# [TASK OBJECTIVE]
Where the lines below hold images, skip those and copy every word exactly.

----------

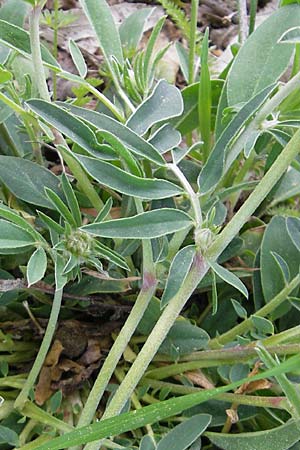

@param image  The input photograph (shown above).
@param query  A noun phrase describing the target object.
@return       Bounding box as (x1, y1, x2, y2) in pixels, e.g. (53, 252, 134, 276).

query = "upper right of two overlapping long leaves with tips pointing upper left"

(55, 103, 165, 166)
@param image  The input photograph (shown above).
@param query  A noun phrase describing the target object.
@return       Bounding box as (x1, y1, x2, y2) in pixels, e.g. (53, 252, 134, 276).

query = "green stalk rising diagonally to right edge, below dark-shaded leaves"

(209, 272, 300, 348)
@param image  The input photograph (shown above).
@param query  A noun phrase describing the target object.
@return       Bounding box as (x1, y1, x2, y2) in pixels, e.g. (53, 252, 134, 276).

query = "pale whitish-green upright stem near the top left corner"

(30, 4, 50, 101)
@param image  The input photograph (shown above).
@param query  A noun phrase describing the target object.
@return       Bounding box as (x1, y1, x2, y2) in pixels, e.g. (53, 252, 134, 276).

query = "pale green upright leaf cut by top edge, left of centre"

(80, 0, 124, 73)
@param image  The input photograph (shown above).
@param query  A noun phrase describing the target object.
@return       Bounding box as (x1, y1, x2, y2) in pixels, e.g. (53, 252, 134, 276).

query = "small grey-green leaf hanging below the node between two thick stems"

(160, 245, 196, 309)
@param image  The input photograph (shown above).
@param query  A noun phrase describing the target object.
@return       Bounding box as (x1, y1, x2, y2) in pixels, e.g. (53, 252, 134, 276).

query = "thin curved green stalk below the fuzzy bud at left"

(15, 289, 63, 410)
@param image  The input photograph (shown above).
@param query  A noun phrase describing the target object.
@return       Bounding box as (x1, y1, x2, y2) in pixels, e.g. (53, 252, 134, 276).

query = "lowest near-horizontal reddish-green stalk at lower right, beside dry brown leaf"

(140, 378, 289, 411)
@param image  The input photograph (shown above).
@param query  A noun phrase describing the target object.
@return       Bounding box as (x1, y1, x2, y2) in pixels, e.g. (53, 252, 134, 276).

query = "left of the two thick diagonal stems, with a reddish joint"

(78, 199, 157, 436)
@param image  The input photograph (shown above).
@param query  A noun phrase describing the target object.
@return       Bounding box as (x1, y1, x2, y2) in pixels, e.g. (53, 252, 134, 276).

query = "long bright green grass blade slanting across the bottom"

(31, 355, 300, 450)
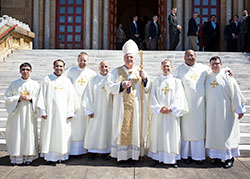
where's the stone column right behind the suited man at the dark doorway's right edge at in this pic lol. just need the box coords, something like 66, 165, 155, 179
176, 0, 185, 50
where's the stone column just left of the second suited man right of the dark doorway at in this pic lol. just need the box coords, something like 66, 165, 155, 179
185, 0, 192, 50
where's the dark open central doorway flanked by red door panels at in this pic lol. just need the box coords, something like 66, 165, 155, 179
109, 0, 166, 49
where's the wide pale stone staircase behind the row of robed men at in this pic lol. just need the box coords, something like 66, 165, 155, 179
0, 50, 250, 157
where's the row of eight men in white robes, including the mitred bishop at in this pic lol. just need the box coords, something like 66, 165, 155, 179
5, 40, 245, 168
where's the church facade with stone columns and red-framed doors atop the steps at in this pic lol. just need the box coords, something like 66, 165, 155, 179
0, 0, 250, 51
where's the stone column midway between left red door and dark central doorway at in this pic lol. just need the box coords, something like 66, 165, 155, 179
92, 0, 100, 49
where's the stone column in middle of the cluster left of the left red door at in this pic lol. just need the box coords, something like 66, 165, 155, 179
44, 0, 50, 49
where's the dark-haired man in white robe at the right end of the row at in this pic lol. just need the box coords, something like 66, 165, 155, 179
206, 56, 246, 168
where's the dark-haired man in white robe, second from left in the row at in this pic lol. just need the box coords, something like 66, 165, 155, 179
37, 59, 76, 162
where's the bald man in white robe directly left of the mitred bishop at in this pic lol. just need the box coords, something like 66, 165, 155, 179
82, 61, 113, 158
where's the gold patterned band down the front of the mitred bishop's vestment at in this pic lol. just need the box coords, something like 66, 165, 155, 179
118, 67, 140, 146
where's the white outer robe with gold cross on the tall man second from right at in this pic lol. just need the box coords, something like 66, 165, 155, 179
175, 63, 210, 141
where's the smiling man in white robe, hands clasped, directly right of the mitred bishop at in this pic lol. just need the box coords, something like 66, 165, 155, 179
148, 59, 188, 168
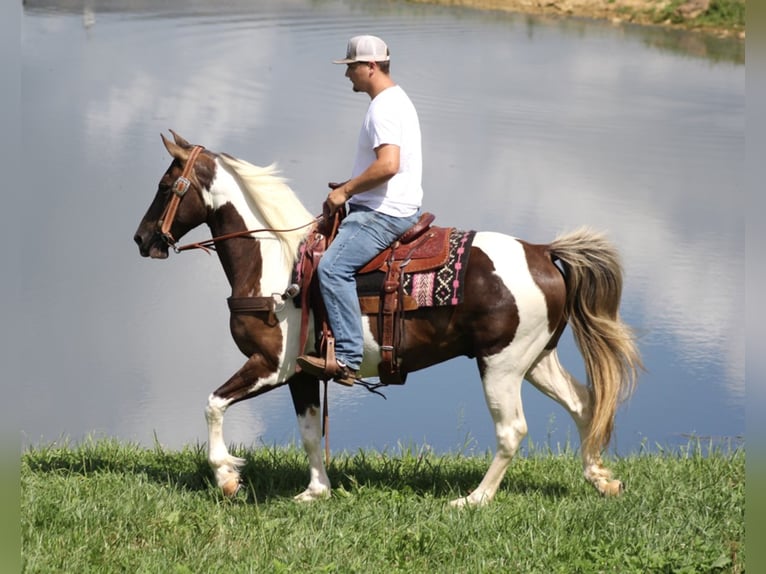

----------

# [REPLY TO THE TASK]
@param image  The input photograph (shown above).
@param query  A noun phrase describing the target object.
@return       Bounding box as (x1, y1, x2, y2) in pixels, e.g. (53, 252, 134, 276).

query = "upper right of two overlapping long leaves with tips pointing upper left"

(55, 103, 165, 166)
@param image  The input photograph (shown above).
@param query  A noun phrase describing the target object.
@return       Bounding box as (x1, y1, x2, y2) in pixels, e.g. (53, 252, 134, 276).

query = "green stalk rising diagonally to right edge, below dark-shaded leaves"

(209, 272, 300, 348)
@param image  The input photograph (shown above).
@param query  A noun phrase describing the target object.
@return       Bounding box as (x1, y1, x2, y2) in pixels, e.g. (53, 252, 134, 276).

query = "pale whitish-green upright stem near the top left corner"

(30, 4, 50, 101)
@param image  The input photograph (shown above).
@param query  A noun phrase describing the target object.
@return       Bounding box as (x1, y1, x2, y2) in pixels, e.g. (53, 252, 134, 276).

query = "pale green upright leaf cut by top edge, left of centre"

(80, 0, 124, 73)
@param image  The input photograph (shown above).
@param query  A noun phrase describing the target object.
@return       Bounding box as (x1, y1, x2, y2) in pixels, e.g. (53, 252, 134, 276).

query = "small grey-green leaf hanging below the node between two thick stems"

(160, 245, 196, 309)
@param image  The input photograph (shown above).
@param query  A noun phrase describing the target object.
@return       Bounding box as (x1, y1, x2, y2) in pixels, e.g. (53, 252, 134, 276).

query = "thin curved green stalk below the fuzzy bud at left"

(15, 289, 63, 410)
@param image  The input photograph (shown above).
@param query  A noun phrase describing the target object.
@return       Bounding box as (x1, y1, x2, y2) in pixels, e.g. (53, 252, 134, 276).

query = "lowest near-horizontal reddish-green stalk at lower right, beside dry brown leaf"

(140, 378, 289, 411)
@param image  The input photograph (shown above).
@param query  A noun phrase describing the target object.
@return       Bounding box as (x1, y1, x2, y2) in pixels, e.g. (53, 252, 134, 276).

query = "left of the two thick diagonal stems, with a reddish joint"

(78, 199, 157, 436)
@param image  The input photograph (shown above).
@param query  A noun phrase describing the target object.
@return       Bounding box as (x1, y1, x2, y2) in pixels, e.g. (53, 252, 134, 276).

query = "long bright green grass blade slanting across the bottom"

(31, 355, 300, 450)
where's the stone column right behind the suited man at the dark doorway's right edge at in this pic lol. just need the box coords, something like 66, 165, 155, 179
176, 0, 185, 50
where's the stone column just left of the second suited man right of the dark doorway at in this pic lol. just need the box coords, something like 66, 165, 155, 179
185, 0, 192, 50
where's the dark open central doorway flanked by red door panels at in this pic lol. just need the box coords, something like 66, 165, 155, 179
109, 0, 166, 49
where's the wide pale stone staircase behind the row of robed men at in this pic lol. just need the box coords, something like 66, 165, 155, 179
0, 50, 250, 157
where's the row of eight men in white robes, including the mitred bishop at in this pic lol. just need the box coords, something like 66, 165, 155, 179
5, 40, 245, 168
where's the church facade with stone columns and red-framed doors atop the steps at in this pic lol. just need the box coords, something like 66, 165, 155, 179
0, 0, 250, 51
where's the stone column midway between left red door and dark central doorway at in this pic lol. just need the box coords, something like 66, 165, 155, 179
92, 0, 100, 49
where's the stone column in middle of the cluster left of the left red door at in this pic lol. just need the box coords, something like 66, 165, 155, 179
44, 0, 50, 49
where's the dark-haired man in white robe at the right end of the row at in this pic lol. just need the box coords, something like 66, 165, 155, 179
206, 56, 246, 168
where's the dark-haired man in white robe, second from left in the row at in this pic lol. just need the box coords, something like 66, 165, 155, 179
37, 59, 76, 162
where's the bald man in white robe directly left of the mitred bishop at in this pic lol. just need the box coords, something like 66, 165, 155, 179
82, 61, 113, 158
where's the gold patterned band down the front of the mitred bishop's vestment at in this pic lol. just need the box coords, something like 66, 165, 155, 179
118, 67, 140, 146
where's the white outer robe with gold cross on the tall man second from right at in this pic lol. just need the box coords, something like 66, 165, 155, 179
175, 63, 210, 141
where's the smiling man in white robe, hands clasped, directly right of the mitred bishop at in this pic lol. just need the box coords, something like 66, 165, 155, 179
148, 59, 188, 168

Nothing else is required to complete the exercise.